Referring expression data:
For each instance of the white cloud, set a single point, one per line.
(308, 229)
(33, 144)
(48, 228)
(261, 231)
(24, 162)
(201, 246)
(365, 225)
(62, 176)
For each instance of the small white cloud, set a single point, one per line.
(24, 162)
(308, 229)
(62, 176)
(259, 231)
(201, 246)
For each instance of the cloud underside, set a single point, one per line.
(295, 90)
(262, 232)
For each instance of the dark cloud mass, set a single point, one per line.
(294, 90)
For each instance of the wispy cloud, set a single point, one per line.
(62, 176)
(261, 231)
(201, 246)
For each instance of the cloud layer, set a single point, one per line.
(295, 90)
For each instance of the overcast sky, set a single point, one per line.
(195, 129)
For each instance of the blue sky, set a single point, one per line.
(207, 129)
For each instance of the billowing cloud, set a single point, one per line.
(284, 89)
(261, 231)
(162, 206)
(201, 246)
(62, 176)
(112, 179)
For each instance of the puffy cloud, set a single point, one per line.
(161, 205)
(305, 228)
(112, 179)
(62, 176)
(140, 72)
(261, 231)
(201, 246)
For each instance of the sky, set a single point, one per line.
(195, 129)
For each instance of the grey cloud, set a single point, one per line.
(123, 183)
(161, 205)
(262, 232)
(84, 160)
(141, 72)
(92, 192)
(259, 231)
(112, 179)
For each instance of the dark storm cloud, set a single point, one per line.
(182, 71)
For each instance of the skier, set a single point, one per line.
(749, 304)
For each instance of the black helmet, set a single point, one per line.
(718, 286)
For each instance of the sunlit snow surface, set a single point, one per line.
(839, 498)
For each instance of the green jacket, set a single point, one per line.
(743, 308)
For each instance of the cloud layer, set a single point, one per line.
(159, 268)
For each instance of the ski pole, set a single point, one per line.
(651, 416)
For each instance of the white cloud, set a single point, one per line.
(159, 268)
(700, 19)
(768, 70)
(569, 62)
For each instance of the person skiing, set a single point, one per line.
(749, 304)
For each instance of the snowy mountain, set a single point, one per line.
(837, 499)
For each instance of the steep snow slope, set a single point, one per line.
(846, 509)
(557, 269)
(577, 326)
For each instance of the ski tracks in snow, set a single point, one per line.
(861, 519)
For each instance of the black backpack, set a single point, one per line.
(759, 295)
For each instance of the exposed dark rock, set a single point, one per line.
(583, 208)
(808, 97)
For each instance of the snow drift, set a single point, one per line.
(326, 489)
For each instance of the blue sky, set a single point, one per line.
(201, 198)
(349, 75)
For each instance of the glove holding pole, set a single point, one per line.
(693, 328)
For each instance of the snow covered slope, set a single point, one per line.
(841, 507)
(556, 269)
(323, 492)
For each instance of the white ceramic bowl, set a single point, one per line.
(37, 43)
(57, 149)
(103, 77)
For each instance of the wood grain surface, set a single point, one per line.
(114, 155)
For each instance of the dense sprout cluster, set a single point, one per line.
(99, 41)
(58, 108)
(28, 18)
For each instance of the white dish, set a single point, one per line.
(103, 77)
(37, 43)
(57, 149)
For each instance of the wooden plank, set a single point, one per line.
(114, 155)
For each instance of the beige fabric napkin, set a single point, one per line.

• **What is expected**: Only one stretch of the data is wanted: the lines from the one with "For each instance of the snowy" through the last, repeated exactly.

• **Written solution**:
For each instance of the snowy mountain, set a single point, one per line.
(837, 499)
For each instance of the steep snow slope, set a single point, one per line.
(846, 509)
(557, 269)
(577, 326)
For each instance of the ski tracks in snow, set a single point, one per line.
(861, 519)
For each instance of the black backpack, set a single point, one per line.
(759, 295)
For each instance of the exposed dark rock, set a single point, one per line.
(583, 208)
(808, 97)
For each instance of the snow drift, set a single point, one per line.
(326, 489)
For each instance of the blue sky, set a single point, one per line.
(201, 198)
(349, 75)
For each instance of the glove holding pole, set a single point, one per line.
(693, 328)
For each instance of the snow covered slope, set a single point, one per line.
(841, 507)
(556, 269)
(323, 492)
For each instance of the white ceramic bowl, set a single point, one per line.
(37, 43)
(57, 149)
(103, 77)
For each instance of the wood grain surface, set a single point, one per line.
(114, 155)
For each instance of the dense sprout cluster, set a single point, one per line.
(99, 41)
(58, 108)
(28, 18)
For each instance of the white dish, set a single point, one per line.
(103, 77)
(37, 43)
(57, 149)
For each instance of the wooden plank, set a single point, one per line.
(114, 155)
For each instance of the beige fabric napkin, set a single point, one per line.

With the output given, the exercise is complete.